START Selected extract
One of Kachyna's first solo efforts was "King of the
Sumava" (1959), which was set on the Czechoslovak-German border in
the marshy region of Sumava in the summer of 1948 when many people fled
the country after the communistic putsch. The film became immensely popular
among the younger generation who appreciated the way it broke away from
previous platitudinous political dramas, by creating recognisable characters.
The film also revealed one of the main elements of Kachyna's style: he
preferred visual rather than dialogue scenes to move the plot along.
In the early 1960s, Kachyna began a long and fruitful collaboration
with the screenwriter Jan Prochazka. "Hope" (1963) started a
so-called 'black' series of films which were openly critical of society.
It is a story of two outcasts who officially did not exist under Communism
— an alcoholic and a prostitute. This was followed by the ironically
titled "Long Live The Republic" (1965). The events at the end
of World War II — the arrival of the Russian army and the German
expulsion — seen through the eyes of a sensitive and imaginative
12-year-old boy, demythologises the legend of victory, which led to the
eventual banning of the film.
"Coach to Vienna" (1966) tells of a woman, whose
husband has been killed by Germans, being forced by two German deserters
to take them in a cart to the border. Although at first determined to
revenge herself she develops a mutual understanding with the younger soldier.
The film, which describes the brutalising effects of war and the tragic
pointlessness of revenge with clear-sighted intelligence, was banned during
shooting for failing to present wartime partisans in heroic terms. But
Prochazka pressurised the President to let Kachyna finish the film, and
it was shown in shocked silence at the Karlovy-Vary Festival, before it
was put back on the shelf by the authorities.
"Night of the Bride" (1967) again tested the regime
to the limits by dealing with a young nun who decides to organize the
kind of Christmas midnight mass as there used to be before the communist
coup. It was also an attack on forced collectivisation. Fortunately, it
was released during the Prague Spring which came to a sudden halt in August
1968 when Soviet tanks rolled into the capital.
END Selected extract
START Dataset content
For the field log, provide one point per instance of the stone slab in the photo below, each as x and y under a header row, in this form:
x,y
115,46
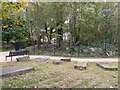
END Dataset content
* _What to produce_
Decide whether each statement agrees with the passage on Kachyna's films, answering yes or no and quoting the deciding words: (a) "Coach to Vienna" was banned while it was being shot; (b) Kachyna favored dialogue scenes over visual ones to advance the plot; (c) "Long Live The Republic" presents its events through the eyes of a 12-year-old boy. The listing has no connection to the passage on Kachyna's films.

* _Result for this task_
(a) Yes: "was banned during shooting for failing to present wartime partisans in heroic terms"
(b) No: "he preferred visual rather than dialogue scenes to move the plot along"
(c) Yes: "seen through the eyes of a sensitive and imaginative 12-year-old boy"